**PAGE EXTRACT**
☆ ☆ ☆ ☆ ☆

Pitching a tent instead of building a house.
Dear Friend,
I hope you are doing well. I received some news that upset me recently, which provided me with the opportunity to review my current response versus how past me would have reacted.
In the past, when I found myself sad or deeply upset, I would often fall subject to “ugh, why does this always happen to me?” or “I’m so unlucky” types of thoughts. I’ve worked very hard over the past few years to at least identify when I’m having those thoughts – to observe them and counter them. Not easy, right? Necessary though, I think.
With the news that bummed me out a bit recently, I decided to allow myself a few days to grieve what could have been before facing what is. I think a lot of us have been faced with these moments of “I wanted things to be different but here we are” throughout the course of this pandemic. It’s hard, isn’t it? And that’s putting it excessively mildly, right?
I keep going back to this post I saw on Instagram months ago, where @yasminecheyenne was talking about healing/shadow work and how it’s important to remember you can’t live in that energy of processing trauma and inner healing 100% of the time – it’s important to come up for air, to take breaks, to pause and recenter and notice what’s happen here and now. To focus on what’s still good. To practice the self nurturing care that we need, especially while working through hard emotions.

☆ ☆ ☆ ☆ ☆

**SUPPLIED MATERIAL**
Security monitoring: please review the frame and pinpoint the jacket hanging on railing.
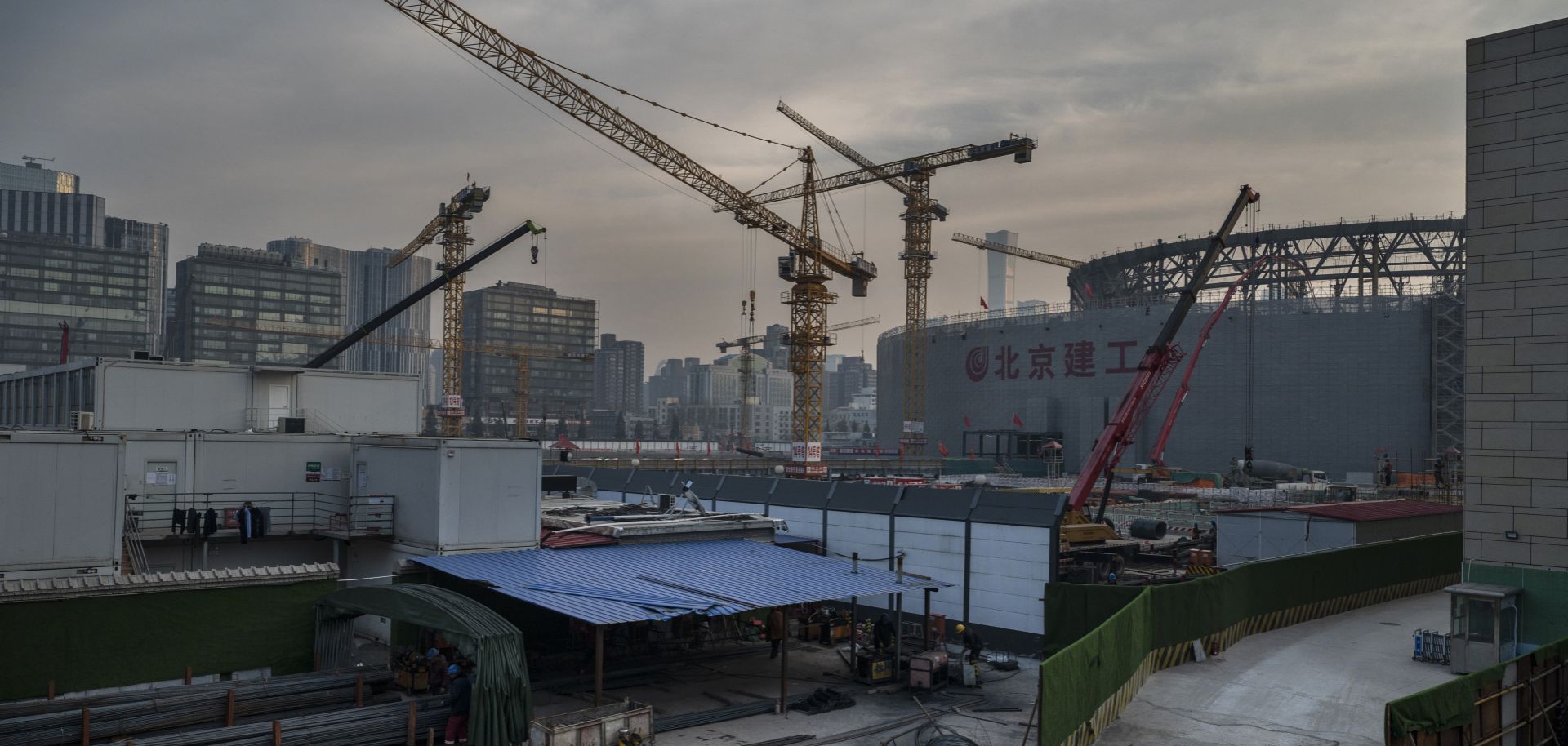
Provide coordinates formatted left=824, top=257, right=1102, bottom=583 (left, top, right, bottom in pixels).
left=234, top=506, right=251, bottom=544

☆ ☆ ☆ ☆ ☆

**PROBLEM SET**
**1.** Translate this sentence from the letter about handling upsetting news into Spanish: "I’ve worked very hard over the past few years to at least identify when I’m having those thoughts – to observe them and counter them."
**2.** Repeat everything in the letter about handling upsetting news from "In the past, when" down to "excessively mildly, right?".
**3.** Pick up the letter about handling upsetting news after its last sentence and keep writing it.

**ANSWERS TO THE PROBLEMS**
**1.** He trabajado muy duro en los últimos años para, al menos, identificar cuándo tengo esos pensamientos: para observarlos y contrarrestarlos.

**2.**
In the past, when I found myself sad or deeply upset, I would often fall subject to “ugh, why does this always happen to me?” or “I’m so unlucky” types of thoughts. I’ve worked very hard over the past few years to at least identify when I’m having those thoughts – to observe them and counter them. Not easy, right? Necessary though, I think.
With the news that bummed me out a bit recently, I decided to allow myself a few days to grieve what could have been before facing what is. I think a lot of us have been faced with these moments of “I wanted things to be different but here we are” throughout the course of this pandemic. It’s hard, isn’t it? And that’s putting it excessively mildly, right?

**3.**
Lately, my sister and I have had many discussions about how heavy things have been – on a personal and on a world news level – and we’ve both noted that it is so easy to become overwhelmed and to find ourselves spiraling and focusing solely on everything going wrong. We’ve actually been having weekly “What worked, what didn’t, what can we change moving forward” meetings every weekend for the majority of the pandemic, just as a way to force ourselves to pause, acknowledge what’s happening, how we are handling it, if there are any ways we can make things easier for ourselves, and also making sure to try to balance our “what didn’t work” list with an equal or higher amount of “what worked” – it has been very helpful for us to create those gratitude lists alongside the acknowledgement of everything else. It’s helped us pitch a tent in the bad moments instead of building a house and living solely in the negative.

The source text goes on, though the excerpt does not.